• **Article**
▬▬▬▬▬▬

Dissecting the Tiriti o Waitangi

 

Dissecting the Tiriti o Waitangi

From the previous article, True Tiriti – False Treaty, Lt Governor Hobson only authorised the Tiriti o Waitangi to be signed, he never authorized an English version of the Treaty to be read, discussed or signed by the chiefs. Governor Hobson also had 200 copies of the Tiriti o Waitangi printed by the Church Mission Society but not one in English. This article dissects the Tiriti o Waitangi to understand its true meaning. To do this we will use the official translation made by Mr T E Young of the Native Department for the Legislative Council in 1869. The final draft dated the 4thFebruary 1840, plus other translations of the time, also supports this translation. A copy of the translation and final draft are attached to True Tiriti – False Treaty, www.onenzfoundation.co.nz.

It must be remembered, Maori had been continually at war with each other since the “Boundary Wars” between Ngapuhi and others in 1795 and long before the introduction of the musket. While these wars were mainly for utu/revenge they were also fought for the “love of human flesh”. While Maori lived in constant fear of being killed and eaten, they were in greater fear of becoming slaves. By 1840, Maori had slaughtered an estimated 80,000 of their fellow countrymen and New Zealand was completely out of control, the reason the 13 Northern chiefs wrote to the King in 1831 asking him to become their protector and guardian, not only from the French but also from themselves.

See, “Maori Wars of the 19th Century” by S. Percy Smith.

 

With the ‘genocide’ Maori wars and the large investment by British subjects in New Zealand by 1837, Britain had to take more control of this country and its people. For three years the British Government discussed the best way to bring law and order to New Zealand, a country completely out of control. It was decided in 1839 to send Captain William Hobson half way around the world to cede New Zealand to Britain by Treaty for Britain to form a legal government to bring law and order as the chiefs had asked in 1831. Maori would be given the same rights as the people of England.

As there was no united government, congress or sovereignty in New Zealand in 1840 and each tribe was completely independent to the other, the Tiriti o Waitangi was signed between Lt. Governor Hobson on behalf of Her Majesty the Queen and 512 individual Maori chiefs on behalf of their individual tribes for their individual territories.

There is also no mention in the Tiriti o Waitangi that Maori were the ‘indigenous people of New Zealand’. In fact they are referred to in the Tiriti as ‘tangata maori’ not ‘tangata whenua’ or ‘the indigenous people.’ S. Percy Smith and many others state that old Maori acknowledged they were not the ‘tangata whenua’ or ‘first people’. This was also endorsed by Dr Ranginui Walker in 1989 in ‘The Book of New Zealand Events”. Many archaeology sites and artefacts show there were people in New Zealand long before the ‘tangata maori’.

▬▬▬▬▬▬

(Bounding-box records)
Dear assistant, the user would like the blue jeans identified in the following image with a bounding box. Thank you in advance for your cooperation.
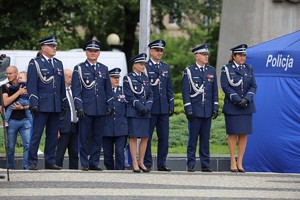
[7,118,31,169]
[4,98,32,122]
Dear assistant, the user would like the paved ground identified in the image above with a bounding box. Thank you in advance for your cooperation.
[0,169,300,200]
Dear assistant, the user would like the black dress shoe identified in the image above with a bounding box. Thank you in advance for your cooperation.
[237,168,245,173]
[157,166,172,172]
[28,164,37,170]
[45,164,61,170]
[187,167,195,172]
[230,169,239,172]
[139,166,151,172]
[89,165,102,171]
[201,167,212,172]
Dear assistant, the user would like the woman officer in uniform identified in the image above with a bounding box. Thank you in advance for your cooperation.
[221,44,256,173]
[123,53,153,173]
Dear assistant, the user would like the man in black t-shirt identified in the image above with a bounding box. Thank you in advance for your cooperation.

▬▬▬▬▬▬

• **Exercise requirements**
**A.** Transcribe the passage of the article on the Tiriti o Waitangi between "There is also" and "the ‘tangata maori’.", inclusive.
**B.** In the article on the Tiriti o Waitangi, whose 1869 translation is used to dissect the Tiriti, and for which body was it made?

• **Solutions to each task**
**A.**
There is also no mention in the Tiriti o Waitangi that Maori were the ‘indigenous people of New Zealand’. In fact they are referred to in the Tiriti as ‘tangata maori’ not ‘tangata whenua’ or ‘the indigenous people.’ S. Percy Smith and many others state that old Maori acknowledged they were not the ‘tangata whenua’ or ‘first people’. This was also endorsed by Dr Ranginui Walker in 1989 in ‘The Book of New Zealand Events”. Many archaeology sites and artefacts show there were people in New Zealand long before the ‘tangata maori’.

**B.** Mr T E Young of the Native Department made it for the Legislative Council.